═══ Texto fuente

Sigo lo que indica Virginia Woolf acerca de la androginia en la creación artística. Creo que un buen artista tiene que ser andrógino. Por ejemplo, yo me identifico con Ana Karenina. No tiene importancia si el personaje ha sido elaborado por un autor o una autora. Lo valioso es que ese creador ha tenido el talento suficiente como para que lectores y lectoras encuentren las identificaciones suficientes para satisfacerse literariamente (1999, p. 195).

En ese sentido, Miguel Gutiérrez (2014) afirma que la de Dughi es una escritura “neutra”, es decir, que no se inclina a encarnar la voz de ningún género en particular para objetivar su condición de mujer en sus relatos. No obstante, me parece importante destacar que es precisamente por el gran abanico de feminidades existente en la obra de Dughi, que me interesa estudiar su literatura. Sin duda, su afán por comprender los crisoles en los que se enmarcan las mujeres en el Perú de los años noventa es un rasgo fundamental[4] que se diluiría si aplicamos la etiqueta de “neutralidad” en la voz que los representa. No por nada su novela, Puñales escondidos, presenta los avatares de Fina Artadi, una mujer que se enfrentará a un dilema ético ante la inminencia de la soledad y la vejez.

          Por todo lo anterior, en el presente trabajo me centraré en analizar dos textos del segundo libro de la autora, Ave de la noche, aparecido en 1996 como ganador del Concurso Nacional de Cuento 1995. Al igual que en La premeditación y el azar, muchos relatos —“Dime sí”, “Tomando sol en el club”, “Conciliación”, “Las chicas de la yogurtería”, entre otros— exploran la naturaleza de personajes aislados; sin embargo, su particularidad consiste en que enfocan su atención directamente sobre la condición de las mujeres. Es claro cómo los personajes femeninos se ven contrapuestos a las exigencias de la sociedad, más propiamente de la cultura, la cual ha obligado a las mujeres a vivir en pos de una fantasía que crea una imagen ficticia de ellas mismas y las conduce hacia la infelicidad. De ahí que ellas se enfrentan a situaciones límite que desestabilizan la posición en la que se encuentran y, de esa manera, abren un espacio confrontacional ante la femineidad que sostienen. Estas mujeres entonces experimentan una suerte de anagnórisis mediante la cual son capaces de salir de sí mismas para mirarse y cuestionar las raíces de su identidad, siempre mediada por la cultura. En la presente investigación, se abordarán los cuentos “Dime sí” y “Las chicas de la yogurtería”.

══════
═══ Líneas proporcionadas

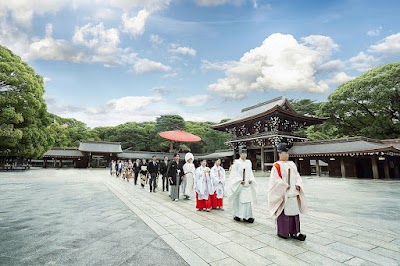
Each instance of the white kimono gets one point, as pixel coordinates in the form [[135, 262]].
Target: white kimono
[[278, 194], [203, 183], [217, 175], [241, 197], [190, 171]]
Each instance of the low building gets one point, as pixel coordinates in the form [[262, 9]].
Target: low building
[[356, 157]]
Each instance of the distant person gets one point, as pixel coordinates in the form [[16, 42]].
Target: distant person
[[286, 198], [203, 187], [163, 173], [217, 175], [174, 173], [188, 178], [153, 171], [136, 170], [143, 173], [242, 188]]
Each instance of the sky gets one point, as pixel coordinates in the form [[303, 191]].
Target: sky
[[107, 62]]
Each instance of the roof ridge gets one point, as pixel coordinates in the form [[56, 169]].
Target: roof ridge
[[341, 140], [262, 103]]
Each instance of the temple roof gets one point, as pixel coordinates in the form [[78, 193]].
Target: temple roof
[[64, 153], [101, 147], [349, 146], [280, 104]]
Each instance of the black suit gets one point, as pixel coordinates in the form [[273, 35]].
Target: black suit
[[163, 171], [152, 166]]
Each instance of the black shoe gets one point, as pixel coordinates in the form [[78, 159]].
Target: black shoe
[[284, 237], [250, 220], [299, 237]]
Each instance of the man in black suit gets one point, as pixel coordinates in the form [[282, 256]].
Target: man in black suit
[[163, 172], [153, 170]]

══════

**Tarea 1:** Enumera todos los cuentos de Ave de la noche que el texto sobre la obra de Dughi menciona por su título.
**Tarea 2:** Según el texto sobre la obra de Dughi, ¿qué concurso ganó Ave de la noche?
**Tarea 3:** Prolonga el texto sobre la obra de Dughi a partir de su última oración.

**Respuesta 1:** “Dime sí”, “Tomando sol en el club”, “Conciliación” y “Las chicas de la yogurtería”.

**Respuesta 2:** El Concurso Nacional de Cuento 1995.

**Respuesta 3:**
  1. Un corazón solitario

“Dime sí” describe los devaneos de una mujer hastiada por la rutina y la presión de su familia y amigos, quienes la cuestionan por no encajar en el perfil femenino del común denominador de la clase media limeña[5]. Ella —el personaje anónimo del cuento— pertenece a una familia de clase media, goza de cierta posición económica, es relacionista pública, está soltera y cuenta con treinta y dos años. Su rutina está determinada por el trabajo y las salidas ocasionales al cine o a bares con sus amigas: “Consideraba que su vida era aburrida […] Pero también sabía que lo que la hacía languidecer era una funesta soledad” (Dughi, 1996, p. 60).

          Tanto sus padres como sus amigas notan que desde hace varios años ella no ha tenido ninguna pareja, y eso se volverá un motivo de preocupación, principalmente porque ya ha alcanzado las tres décadas y las posibilidades para encontrar un compañero, a partir de entonces, eran escasas:

Una vez una de ellas dijo que ya no había hombres disponibles en la ciudad. La mayoría de las amigas decía que los hombres apropiados de acuerdo con la edad, ya estaban casados y tenían hijos. O eran divorciados o viudos, y en esos casos siempre existía la posibilidad de un trauma encubierto que aparecería en cualquier momento (p. 60).

Frente a este panorama y la inminencia de un futuro marcado por la soledad, sus familiares también le extienden sus angustias: dicen que ha empezado a beber de más, acusan sus ráfagas de mal humor, critican sus horarios de madrugada, etc. Ese tipo de comportamiento no la llevaría sino a la desgracia, pues “existía el antecedente de una tía soltera que se volvió alcohólica, y el recuerdo de sus últimos días aparecía con cierta frecuencia en las pláticas familiares” (p. 61).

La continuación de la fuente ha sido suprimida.